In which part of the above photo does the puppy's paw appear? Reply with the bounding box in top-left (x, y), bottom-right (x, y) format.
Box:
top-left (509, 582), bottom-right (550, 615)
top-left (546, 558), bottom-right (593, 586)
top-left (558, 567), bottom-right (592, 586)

========================================

Once you have read the entries above, copy them out exactly as they were given.

§ **EXERCISE RESPONSE**:
In which part of the above photo does the puppy's paw appear? Reply with the bounding box in top-left (x, y), bottom-right (x, y) format.
Box:
top-left (509, 582), bottom-right (550, 615)
top-left (546, 558), bottom-right (593, 586)
top-left (558, 567), bottom-right (592, 586)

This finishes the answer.